# Home needed for one-legged flying pigeon (UK, Nottingham)



## RandomWeasel (May 16, 2014)

I'm looking for someone who would be interested in taking on a pigeon, preferably to live in a loft or a large aviary. Unfortunately I don't know if male or female. He/she is able to fly (he's missing feathers at the moment so not perfectly yet, but getting better), but he only has the use of one leg.

The vet thinks he looks like a racing pigeon, but he has no ring. He's pretty tame and relaxed about being handled, but he wants to fly - he keeps trying to get out of the guinea pig run that I've got him in at the minute. Basically, I found him last week and was hoping to be able to release him once he was flying properly, but the vet doesn't think he will survive well with only one leg, since most pigeons who are missing feet at least have a stump to balance with. He has some very severe damage to his foot, which won't be repairable, and the vet is worried there is infection in the lower leg, hence she is worried that the entire leg may have to go. He's on antibiotics and pain relief for two weeks now, so will see what the scene is with the leg once the antibiotics are done.

So, the vet has recommended he not be released, as he would struggle to compete for food. I could potentially keep him, but the more I look into it the more it seems like it wouldn't be fair to do so - as he would have to be caged, which he isn't enjoying, and he hasn't got any other pigeons for company. Since he can fly, I thought maybe someone with a loft he can return to for shelter and food would be ideal, but then he has the freedom to roam about. Or, failing that, a large aviary with some others pigeons for company. I'm in Nottingham, UK, but could potentially take him further afield if there is a good home available. I am also going to try some rescues I've been told about on another thread, but I thought I'd post here as well for maximum chances!


----------

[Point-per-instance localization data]

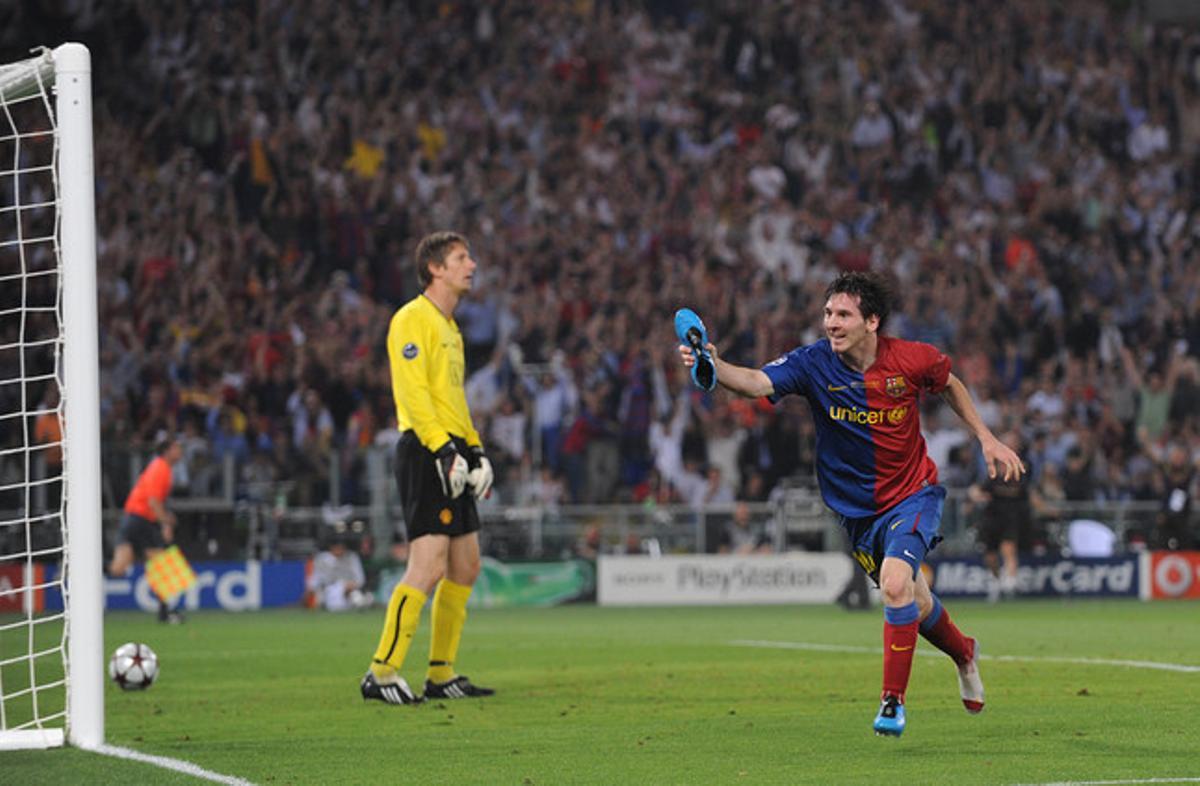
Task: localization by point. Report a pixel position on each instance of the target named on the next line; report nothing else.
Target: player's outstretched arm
(997, 456)
(751, 383)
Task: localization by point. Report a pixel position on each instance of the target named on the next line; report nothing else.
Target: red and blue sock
(899, 645)
(941, 631)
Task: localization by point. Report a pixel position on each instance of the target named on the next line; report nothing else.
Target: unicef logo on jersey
(893, 415)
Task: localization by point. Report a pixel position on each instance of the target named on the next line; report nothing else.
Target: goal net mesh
(33, 627)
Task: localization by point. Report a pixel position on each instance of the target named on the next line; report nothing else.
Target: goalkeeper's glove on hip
(451, 469)
(480, 477)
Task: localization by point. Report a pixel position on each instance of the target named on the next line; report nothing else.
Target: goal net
(51, 660)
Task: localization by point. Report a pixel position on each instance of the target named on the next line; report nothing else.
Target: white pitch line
(177, 765)
(1021, 659)
(1117, 783)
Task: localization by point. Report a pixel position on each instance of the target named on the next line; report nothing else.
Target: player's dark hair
(873, 291)
(432, 251)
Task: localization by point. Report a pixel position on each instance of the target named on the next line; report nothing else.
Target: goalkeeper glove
(451, 469)
(480, 477)
(691, 333)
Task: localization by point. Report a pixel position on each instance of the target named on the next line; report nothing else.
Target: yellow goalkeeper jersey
(427, 369)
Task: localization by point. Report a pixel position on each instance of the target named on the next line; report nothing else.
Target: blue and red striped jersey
(870, 453)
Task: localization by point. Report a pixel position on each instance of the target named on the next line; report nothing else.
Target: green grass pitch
(592, 695)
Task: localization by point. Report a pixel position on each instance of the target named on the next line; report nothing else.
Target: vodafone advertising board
(1174, 574)
(721, 579)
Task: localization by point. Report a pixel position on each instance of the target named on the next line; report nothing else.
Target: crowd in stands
(1025, 171)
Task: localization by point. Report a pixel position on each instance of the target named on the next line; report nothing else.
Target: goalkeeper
(441, 469)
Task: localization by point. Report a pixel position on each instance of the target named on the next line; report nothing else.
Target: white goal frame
(69, 70)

PROBLEMS TO SOLVE:
[a] In the forum thread about the pigeon, what kind of pigeon does the vet think he looks like?
[b] For each statement, say whether it agrees with the forum thread about the pigeon, and quote the words that decide it.
(i) The pigeon has a ring.
(ii) The poster is in Nottingham, UK.
(iii) The vet recommended releasing the pigeon.

ANSWERS TO THE TASKS:
[a] A racing pigeon.

[b]
(i) No: "but he has no ring"
(ii) Yes: "I'm in Nottingham, UK"
(iii) No: "the vet has recommended he not be released"